* **Given request**
From the passage on ancient Vulci, transcribe word for word the stretch that begins with "To judge by" and ends after "far outside Etruria.".

* **Document passage**
Their inhabitants already produced bronze work, suggesting exploitation of the metals of Mount Amiata, some thirty miles up the river (before Clusium [Chiusi] took over the major part of these mines). The villages at Vulci coalesced into a single city shortly before or after 700, at a time when the metal resources of the local inhabitants may have been increased by the acquisition (jointly with Caere [Cerveteri]) of part of Mount Tolfa—previously owned by Tarquinii (Tarquinia); and perhaps they also gained access to the more northerly Catena Metallifera (Metal-Bearing Chain). As was also the case elsewhere in Etruria, what prompted the Vulci villages to amalgamate was the desire to acquire these metals, and pay well for them, shown by Greek traders and settlers from Campania; and since these Greeks were in close touch with their compatriots at eastern Mediterranean trading posts, early Vulci tombs include gold and ivory objects decorated with various Syrian and other near-eastern motifs, as well as a scarab of the Egyptian pharaoh Psammetichus (Psamtik) I (c 663–610).

To judge by the magnificence of one of these graves, the Cuccumella (see below), Vulci must have reached the height of its grandeur at the time of its construction (c 560–550). The Vulcentines became the principal Etruscan mass-imitators of Corinthian vases, and developed their own attractive black-figure style—misleadingly known as `Pontic,’ owing to an erroneous interpretation—dispatching oil and wine far and wide, and exporting their own agricultural produce as well. Vulci was also the main Etruscan center of stone sculpture, and, in addition, expanded its traditional bronze work into an unequalled industry, of which examples are found in widespread areas far outside Etruria.

The rivers Armenta and Albinia (Albegna, further to the north) were not only the bases of Vulci's hinterland, containing dependent towns such as Suana (Sovana) and Statonia (Poggio Buco) beside the Armenta and Aurinia (the Etruscan Urina, now Saturnia) beside the Albinia, but also provided it with its ports, Regae (or Regisvilla, now Le Murelle: where traces of the Etruscan harbor have now been found) and Calusium (?) (qv; Orbetello) respectively. By sea and land alike Vulci possessed intensive connections with more southerly regions of Italy. Wall paintings from the François Tomb (c 300) reveal extensive glimpses of a rich historical and legendary tradition, related to the city's wars with the Romans, in which a certain Cneve Tarchunies Rumach—a `Cnaeus Tarquinius of Rome,’ clearly related to the Tarquin dynasty expelled from that city c 510—is slain by a Vulcentine; and other links appear on these paintings as well, strongly suggesting that Rome may have been dominated by men not only from Tarquinii (the Tarquins) and probably Clusium (Lars Porsenna), but also from Vulci—where, it should be noted, the Romans' mythical hero Aeneas was greatly revered.

* **Given information**
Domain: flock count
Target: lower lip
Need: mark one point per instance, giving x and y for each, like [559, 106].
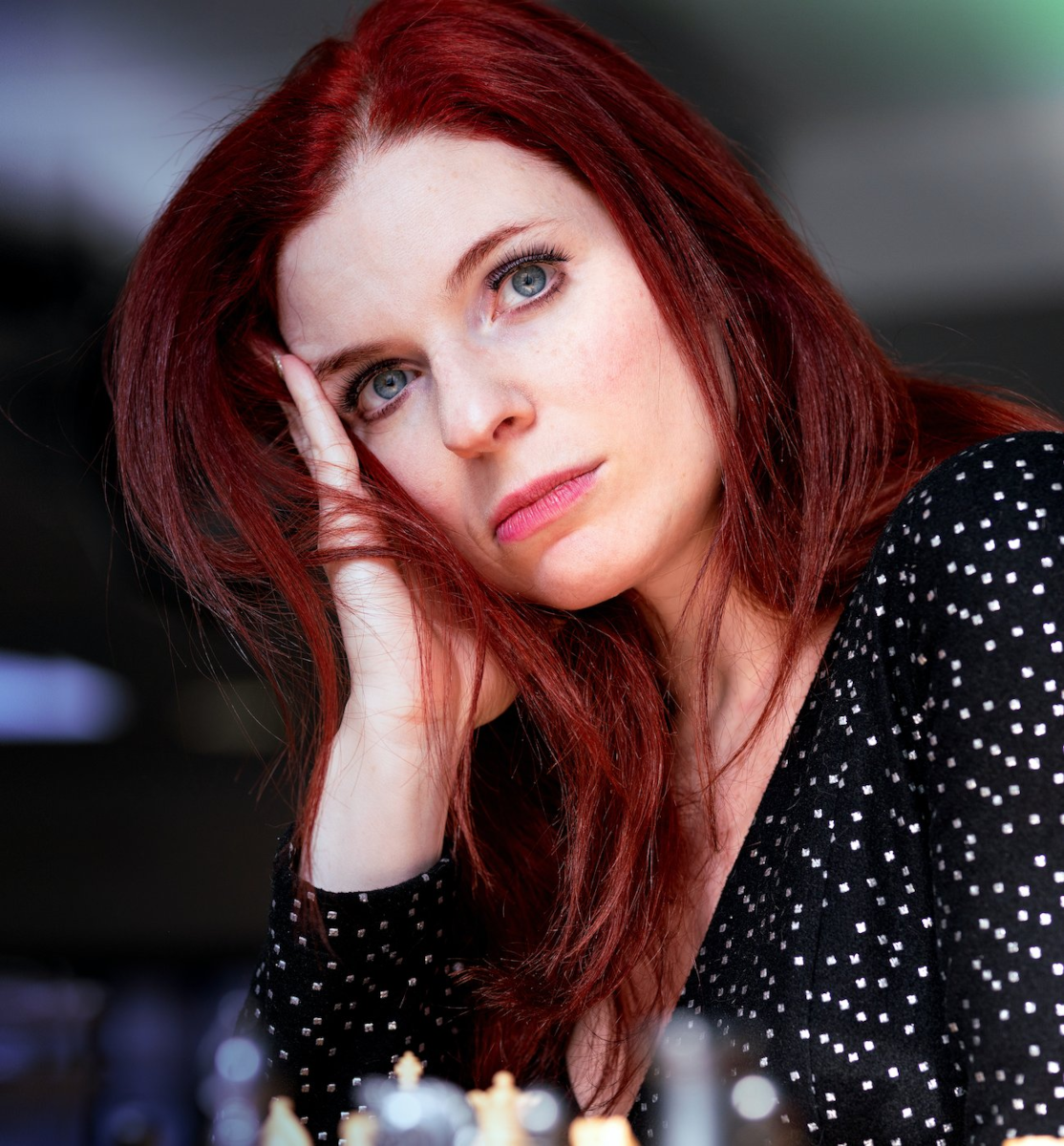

* **Full answer**
To judge by the magnificence of one of these graves, the Cuccumella (see below), Vulci must have reached the height of its grandeur at the time of its construction (c 560–550). The Vulcentines became the principal Etruscan mass-imitators of Corinthian vases, and developed their own attractive black-figure style—misleadingly known as `Pontic,’ owing to an erroneous interpretation—dispatching oil and wine far and wide, and exporting their own agricultural produce as well. Vulci was also the main Etruscan center of stone sculpture, and, in addition, expanded its traditional bronze work into an unequalled industry, of which examples are found in widespread areas far outside Etruria.